> Direction
Render every line of the rows below as a JSON array of strings, with one string per line and no blank lines.

═══

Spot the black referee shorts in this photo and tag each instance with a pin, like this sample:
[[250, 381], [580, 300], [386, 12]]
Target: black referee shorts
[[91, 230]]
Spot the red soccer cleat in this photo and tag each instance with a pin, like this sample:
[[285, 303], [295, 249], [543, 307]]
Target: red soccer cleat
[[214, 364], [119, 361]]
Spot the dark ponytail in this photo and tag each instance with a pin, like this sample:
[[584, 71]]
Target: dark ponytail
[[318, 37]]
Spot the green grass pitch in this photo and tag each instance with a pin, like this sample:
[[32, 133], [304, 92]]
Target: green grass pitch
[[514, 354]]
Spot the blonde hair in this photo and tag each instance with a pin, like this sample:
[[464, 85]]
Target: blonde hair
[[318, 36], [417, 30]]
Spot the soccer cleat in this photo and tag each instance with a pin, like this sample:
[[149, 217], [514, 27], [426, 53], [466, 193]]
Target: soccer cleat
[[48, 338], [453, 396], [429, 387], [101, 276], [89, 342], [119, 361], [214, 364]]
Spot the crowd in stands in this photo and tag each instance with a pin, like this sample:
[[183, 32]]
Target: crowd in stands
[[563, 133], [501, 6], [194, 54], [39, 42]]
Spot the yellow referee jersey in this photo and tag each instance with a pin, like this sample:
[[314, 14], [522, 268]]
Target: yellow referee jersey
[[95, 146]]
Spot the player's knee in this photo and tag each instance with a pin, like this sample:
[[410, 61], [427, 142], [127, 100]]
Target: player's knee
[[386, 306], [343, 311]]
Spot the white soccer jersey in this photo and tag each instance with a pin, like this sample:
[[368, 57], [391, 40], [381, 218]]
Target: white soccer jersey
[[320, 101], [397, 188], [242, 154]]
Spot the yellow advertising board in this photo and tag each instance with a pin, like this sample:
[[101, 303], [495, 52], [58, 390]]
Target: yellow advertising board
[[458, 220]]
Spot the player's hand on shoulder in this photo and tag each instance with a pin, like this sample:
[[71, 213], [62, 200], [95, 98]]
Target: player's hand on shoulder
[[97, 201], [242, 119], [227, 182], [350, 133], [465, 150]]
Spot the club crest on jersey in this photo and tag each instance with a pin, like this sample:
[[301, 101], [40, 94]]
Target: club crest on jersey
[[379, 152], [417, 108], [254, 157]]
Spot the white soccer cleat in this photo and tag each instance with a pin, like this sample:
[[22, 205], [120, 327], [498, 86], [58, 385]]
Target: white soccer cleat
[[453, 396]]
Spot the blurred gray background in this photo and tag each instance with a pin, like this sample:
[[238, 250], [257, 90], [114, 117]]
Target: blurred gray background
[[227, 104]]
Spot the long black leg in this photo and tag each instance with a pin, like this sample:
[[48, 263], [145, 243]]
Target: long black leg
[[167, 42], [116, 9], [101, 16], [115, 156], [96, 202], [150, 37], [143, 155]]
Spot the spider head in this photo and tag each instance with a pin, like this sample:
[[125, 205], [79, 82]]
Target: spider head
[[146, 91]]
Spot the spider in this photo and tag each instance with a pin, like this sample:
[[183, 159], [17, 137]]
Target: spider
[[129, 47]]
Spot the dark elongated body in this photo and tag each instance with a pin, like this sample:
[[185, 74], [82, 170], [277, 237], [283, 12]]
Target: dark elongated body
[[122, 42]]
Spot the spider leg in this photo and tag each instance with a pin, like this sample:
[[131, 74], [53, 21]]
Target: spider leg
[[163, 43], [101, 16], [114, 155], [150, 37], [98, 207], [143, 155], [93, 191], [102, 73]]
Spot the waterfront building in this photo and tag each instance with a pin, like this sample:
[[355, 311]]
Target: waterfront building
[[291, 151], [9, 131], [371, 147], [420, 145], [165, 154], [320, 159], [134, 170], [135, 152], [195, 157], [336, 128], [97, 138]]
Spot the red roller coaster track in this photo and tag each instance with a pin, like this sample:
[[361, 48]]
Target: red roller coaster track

═══

> Result for this exercise
[
  "Spot the black referee shorts in this photo and tag each instance with a pin, like this sample:",
  "[[250, 381], [580, 300], [386, 12]]",
  "Target: black referee shorts",
  "[[91, 230]]",
  "Spot the red soccer cleat in this photo and tag each instance with a pin, like this sample:",
  "[[285, 303], [295, 249], [543, 307]]",
  "Target: red soccer cleat",
  "[[214, 364], [119, 361]]",
  "Spot the dark ponytail in this photo and tag each instance with a pin, like this sample:",
  "[[584, 71]]",
  "Target: dark ponytail",
  "[[318, 37]]",
  "Spot the green grass pitch in this photo and tag each instance with a pin, like this sample:",
  "[[32, 133], [304, 92]]",
  "Target: green grass pitch",
  "[[514, 354]]",
  "Spot the blonde hair in this photo and tag each instance with a pin, like this sample:",
  "[[464, 85]]",
  "Target: blonde hair",
  "[[318, 36], [417, 30]]",
  "Spot the soccer cleat in this photo and tag each instance with a pin, like this sample:",
  "[[149, 217], [514, 27], [426, 53], [466, 193]]",
  "Target: soccer cleat",
  "[[48, 338], [453, 396], [429, 387], [101, 276], [89, 342], [119, 361], [214, 364]]",
  "Spot the crowd in stands in this photo and tag each instance with a pin, like this sample:",
  "[[183, 32]]",
  "Target: crowd in stands",
  "[[563, 133], [501, 6], [194, 54], [39, 42]]",
  "Spot the yellow referee jersey in this photo and tag each instance with a pin, like this sample:",
  "[[314, 14], [522, 268]]",
  "Target: yellow referee jersey",
  "[[95, 146]]",
  "Spot the player's knee in this photo and tag each instance with a pin, like this sample:",
  "[[410, 61], [427, 142], [127, 100]]",
  "Target: player's knee",
  "[[386, 306], [343, 311]]",
  "Spot the white soccer jersey in this photo and tag each instance with a pin, like this sample:",
  "[[368, 57], [391, 40], [381, 218]]",
  "Target: white soccer jersey",
  "[[320, 101], [397, 188], [242, 154]]",
  "Spot the yellow advertising board in this photo and tag each instance with a pin, like this sample:",
  "[[101, 303], [495, 52], [58, 390]]",
  "Target: yellow advertising board",
  "[[458, 220]]",
  "Spot the player's hand on shoulder in this photo and tag each instance with a pin, like this sample:",
  "[[71, 213], [62, 200], [95, 98]]",
  "Target: player's hand on shoulder",
  "[[97, 201], [242, 119], [227, 182], [350, 133], [465, 150]]",
  "Spot the club crest on jersey in this photo and tag each instance with a pin, like this sample:",
  "[[301, 101], [40, 94]]",
  "Target: club crest on jersey",
  "[[379, 152], [417, 108], [254, 157]]",
  "Spot the white soccer cleat in this photo and tag each instance with a pin, like this sample:",
  "[[22, 205], [120, 327], [498, 86], [58, 385]]",
  "Target: white soccer cleat",
  "[[453, 396]]",
  "Spot the blurred gray background in this photo and tag each instance with a pin, like this sample:",
  "[[238, 250], [257, 90], [114, 117]]",
  "Target: blurred gray background",
  "[[227, 104]]",
  "Spot the long black leg in this photo and tag each instance with a pin, like this sample:",
  "[[48, 263], [145, 243]]",
  "Target: long black leg",
  "[[167, 42], [116, 9], [101, 16], [115, 156], [96, 202], [150, 37], [143, 155]]",
  "Spot the spider head in this photo and tag each instance with a pin, like this sample:",
  "[[125, 205], [79, 82]]",
  "Target: spider head",
  "[[146, 91]]",
  "Spot the spider in this photo and tag each instance with a pin, like this sample:",
  "[[183, 159], [17, 137]]",
  "Target: spider",
  "[[129, 47]]",
  "Spot the dark elongated body in this photo and tag each instance with a pin, like this sample:",
  "[[185, 74], [82, 170], [277, 237], [283, 12]]",
  "Target: dark elongated body",
  "[[122, 42]]",
  "Spot the spider leg in this photo and tag each instance with a pin, like this sample:",
  "[[131, 74], [53, 21]]",
  "Target: spider leg",
  "[[163, 43], [101, 16], [114, 155], [150, 37], [98, 207], [143, 155], [93, 191], [102, 73]]",
  "Spot the waterfront building in this photo and tag each instance with a pin, like this sample:",
  "[[355, 311]]",
  "Target: waterfront building",
  "[[291, 151], [9, 131], [371, 147], [420, 145], [165, 154], [320, 159], [134, 170], [135, 152], [195, 157], [336, 128], [97, 138]]",
  "Spot the red roller coaster track in this photo and tag each instance with a pin, like this sample:",
  "[[361, 48]]",
  "Target: red roller coaster track"
]